◆ **SOURCE EXTRACT**:
Keywords: SAM, Effect decomposition, Rice, Maize, Cattle, Poultry, Burkina Faso.
Received: 21 November 2016/ Revised: 24 December 2016/ Accepted: 3 January 2017/ Published: 10 January 2017
Contribution/ Originality
This study contributes in the existing literature about Burkina Faso which has a Social Accounting Matrix for the first time. It is one of very few studies which use this SAM estimation methodology to investigate policy impact on the economy. The main findings of this study are that promoting village poultry, rice and maize is able to better fight poverty, to promote inclusive growth, to create permanent rural employment and to contribute to food security in Burkina Faso.
1. INTRODUCTION
Burkina Faso is a West Africa country and agriculture is the main sector of its economy. A major part of the population is living in rural areas and agriculture employs more than 80% of the nation’s labor force; the poverty line is of 40.9% [1]. Despite the importance of this sector, the country experiences food insecurity on an annual basis; therefore, it heavily depends on food imports, mainly rice and milk. Since the structural adjustment programs of the 90s, the government initiated policies and strategies in order to develop cereals and animal products.
In response to food prices increase which ended up with the so-called food crisis in 2008, the government should implement agricultural policies aiming to reverse this food price escalation. Usual government policies consist of (i) subsidizing staple food prices, agricultural inputs and equipment or alternatively (ii) transferring incomes to households. However, the effects of such policies, a priori positive, should be assessed, in order to make sure that objectives are really achieved.
Given inter-linkages between sectors, institutions (households) and production factors in the economy, it is clear that any policy will affect the whole economy but at different levels for the stakeholders.
The present paper assesses the effects of some possible agricultural policies of Burkina Faso using a Social Accounting Matrix (SAM) approach. Section 2 presents the methodology of the analysis: it gives the analytical framework, describes the SAM model in Burkina Faso and the effect decomposition technique. Section 3 discusses the effects of a few agricultural policies that the Government could conduct; the last section draws conclusions and makes some policy recommendations.
2. METHODOLOGY
2.1. The Theoritical Framework
The Social Accounting Matrix was the analytical framework for the study. Several studies used this tool to analyze policies in the agricultural sector in many developing countries. Among others, Powell and Round [2]; Dorosh, et al. [3] and Pyatt and Roe [4] and Arndt, et al. [5] conducted studies in Ghana, Madagascar, Sri Lanka and Mozambique respectively.
The relevance of the approach stems from the shortcomings of previous models, mostly from the partial equilibrium one. Many economic analyses focused on individual households, particularly in rural areas, in order to explain their behavior in terms of demand, production or labor supply. Such partial equilibrium analyses aimed to identify the relationships between different variables and to predict policy impacts.
Similarly, econometric models or mathematical programming methods are developed in order to derive parameters related to different variables under the assumptions that (i) the households are 'price-takers' (prices are given by the market), and that (ii) there is no market imperfection (markets are pure and perfect). In addition, these models are typically "separable" that is, the households’ decisions in terms of production are hardly affected by their consumer characteristics (their preferences for instance).

◆ **RECORDS FOR THE TASK**:
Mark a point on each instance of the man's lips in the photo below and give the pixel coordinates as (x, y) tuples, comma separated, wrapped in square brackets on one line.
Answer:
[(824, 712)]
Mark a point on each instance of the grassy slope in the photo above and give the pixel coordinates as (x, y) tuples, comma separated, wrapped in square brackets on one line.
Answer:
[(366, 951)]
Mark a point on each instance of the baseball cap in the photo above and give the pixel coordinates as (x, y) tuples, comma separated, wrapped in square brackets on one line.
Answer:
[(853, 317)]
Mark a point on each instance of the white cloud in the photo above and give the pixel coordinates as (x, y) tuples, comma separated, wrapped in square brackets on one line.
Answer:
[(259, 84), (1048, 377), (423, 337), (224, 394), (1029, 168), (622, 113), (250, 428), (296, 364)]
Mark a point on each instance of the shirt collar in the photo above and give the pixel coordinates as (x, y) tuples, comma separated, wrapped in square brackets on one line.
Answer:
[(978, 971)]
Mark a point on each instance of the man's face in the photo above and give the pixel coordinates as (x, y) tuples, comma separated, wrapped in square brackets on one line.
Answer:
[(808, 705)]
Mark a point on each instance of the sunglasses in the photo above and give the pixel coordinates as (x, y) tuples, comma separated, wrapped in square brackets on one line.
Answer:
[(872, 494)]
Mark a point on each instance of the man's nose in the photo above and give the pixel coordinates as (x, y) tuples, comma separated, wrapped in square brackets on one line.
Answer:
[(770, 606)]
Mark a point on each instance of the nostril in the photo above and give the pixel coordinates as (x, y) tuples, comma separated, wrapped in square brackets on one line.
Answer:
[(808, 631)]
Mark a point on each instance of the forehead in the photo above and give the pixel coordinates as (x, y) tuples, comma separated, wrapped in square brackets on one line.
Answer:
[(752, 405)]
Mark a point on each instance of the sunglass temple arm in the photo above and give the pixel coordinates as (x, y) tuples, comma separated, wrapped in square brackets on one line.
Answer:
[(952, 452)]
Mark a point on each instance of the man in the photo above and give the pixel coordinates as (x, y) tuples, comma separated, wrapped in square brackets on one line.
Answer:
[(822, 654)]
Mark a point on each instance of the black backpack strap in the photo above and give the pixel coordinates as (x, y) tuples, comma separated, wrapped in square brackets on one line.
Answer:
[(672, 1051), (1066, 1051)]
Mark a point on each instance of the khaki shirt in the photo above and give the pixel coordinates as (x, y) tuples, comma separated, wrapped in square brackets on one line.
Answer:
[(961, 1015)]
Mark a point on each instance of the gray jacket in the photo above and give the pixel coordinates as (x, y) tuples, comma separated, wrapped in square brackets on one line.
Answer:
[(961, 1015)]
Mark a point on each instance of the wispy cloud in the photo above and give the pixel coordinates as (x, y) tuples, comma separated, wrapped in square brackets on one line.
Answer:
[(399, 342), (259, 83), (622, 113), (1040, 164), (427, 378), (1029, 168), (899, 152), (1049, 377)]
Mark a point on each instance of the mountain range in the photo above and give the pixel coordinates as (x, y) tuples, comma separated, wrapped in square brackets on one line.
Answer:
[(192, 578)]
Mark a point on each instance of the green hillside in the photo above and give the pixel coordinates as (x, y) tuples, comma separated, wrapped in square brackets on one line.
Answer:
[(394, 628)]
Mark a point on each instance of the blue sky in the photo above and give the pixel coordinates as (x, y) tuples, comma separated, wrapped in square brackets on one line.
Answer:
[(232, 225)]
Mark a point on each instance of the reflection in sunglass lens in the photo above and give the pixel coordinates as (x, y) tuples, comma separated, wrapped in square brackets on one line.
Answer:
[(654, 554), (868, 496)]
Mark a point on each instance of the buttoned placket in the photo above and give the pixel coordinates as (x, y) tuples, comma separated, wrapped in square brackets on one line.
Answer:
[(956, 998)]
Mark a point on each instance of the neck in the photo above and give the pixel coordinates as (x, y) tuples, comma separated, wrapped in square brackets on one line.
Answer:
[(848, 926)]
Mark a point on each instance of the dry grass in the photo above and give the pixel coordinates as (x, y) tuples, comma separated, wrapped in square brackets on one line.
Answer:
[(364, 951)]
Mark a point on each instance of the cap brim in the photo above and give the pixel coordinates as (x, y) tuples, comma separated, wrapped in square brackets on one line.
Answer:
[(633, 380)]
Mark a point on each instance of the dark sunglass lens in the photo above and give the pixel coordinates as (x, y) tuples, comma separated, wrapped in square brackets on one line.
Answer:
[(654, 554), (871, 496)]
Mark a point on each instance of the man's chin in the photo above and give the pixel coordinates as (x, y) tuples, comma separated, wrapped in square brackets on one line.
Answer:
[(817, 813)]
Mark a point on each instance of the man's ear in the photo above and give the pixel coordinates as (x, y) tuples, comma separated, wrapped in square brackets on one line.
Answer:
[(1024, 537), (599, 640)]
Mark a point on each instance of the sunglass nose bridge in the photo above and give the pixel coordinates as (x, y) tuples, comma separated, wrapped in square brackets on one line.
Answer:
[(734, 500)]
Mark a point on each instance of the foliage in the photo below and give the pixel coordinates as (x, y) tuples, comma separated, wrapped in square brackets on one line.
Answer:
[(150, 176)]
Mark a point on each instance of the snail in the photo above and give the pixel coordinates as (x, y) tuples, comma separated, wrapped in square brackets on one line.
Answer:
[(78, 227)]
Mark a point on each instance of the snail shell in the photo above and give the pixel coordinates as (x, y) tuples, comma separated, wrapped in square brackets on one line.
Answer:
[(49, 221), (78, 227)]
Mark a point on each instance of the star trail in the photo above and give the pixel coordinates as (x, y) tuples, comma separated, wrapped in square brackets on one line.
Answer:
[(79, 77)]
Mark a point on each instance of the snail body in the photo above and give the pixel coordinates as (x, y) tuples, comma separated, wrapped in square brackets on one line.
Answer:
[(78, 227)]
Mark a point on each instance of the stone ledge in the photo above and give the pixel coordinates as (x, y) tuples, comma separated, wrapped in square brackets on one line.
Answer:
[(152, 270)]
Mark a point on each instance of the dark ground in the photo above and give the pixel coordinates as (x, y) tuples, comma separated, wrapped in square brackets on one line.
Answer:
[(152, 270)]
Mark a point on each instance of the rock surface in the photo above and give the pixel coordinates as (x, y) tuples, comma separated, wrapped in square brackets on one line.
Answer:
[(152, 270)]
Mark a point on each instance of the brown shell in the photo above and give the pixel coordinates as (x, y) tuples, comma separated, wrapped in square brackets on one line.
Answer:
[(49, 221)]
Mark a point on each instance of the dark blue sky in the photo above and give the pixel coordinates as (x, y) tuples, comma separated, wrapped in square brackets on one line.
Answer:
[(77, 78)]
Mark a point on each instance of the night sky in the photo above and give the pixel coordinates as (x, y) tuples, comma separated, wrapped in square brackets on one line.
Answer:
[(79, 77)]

◆ **GOAL 1**:
Answer these questions about the Burkina Faso study, one line each, marked as the questions are:
(a) What share of the nation's labor force does agriculture employ?
(b) In what year did the so-called food crisis occur?
(c) In which four countries were the cited studies by Powell and Round, Dorosh et al., Pyatt and Roe, and Arndt et al. conducted?
◆ **GOAL 2**: Put the part of the rows that opens with the line containing "Mark a point on each instance of the dark ground" and runs through the end of the rows into a numbered list, leaving out blank lines.

◆ **REPLY 1**:
(a) More than 80%.
(b) 2008.
(c) Ghana, Madagascar, Sri Lanka and Mozambique.

◆ **REPLY 2**:
1. Mark a point on each instance of the dark ground in the photo above and give the pixel coordinates as (x, y) tuples, comma separated, wrapped in square brackets on one line.
2. Answer:
3. [(152, 270)]
4. Mark a point on each instance of the rock surface in the photo above and give the pixel coordinates as (x, y) tuples, comma separated, wrapped in square brackets on one line.
5. Answer:
6. [(152, 270)]
7. Mark a point on each instance of the brown shell in the photo above and give the pixel coordinates as (x, y) tuples, comma separated, wrapped in square brackets on one line.
8. Answer:
9. [(49, 221)]
10. Mark a point on each instance of the dark blue sky in the photo above and give the pixel coordinates as (x, y) tuples, comma separated, wrapped in square brackets on one line.
11. Answer:
12. [(77, 78)]
13. Mark a point on each instance of the night sky in the photo above and give the pixel coordinates as (x, y) tuples, comma separated, wrapped in square brackets on one line.
14. Answer:
15. [(79, 77)]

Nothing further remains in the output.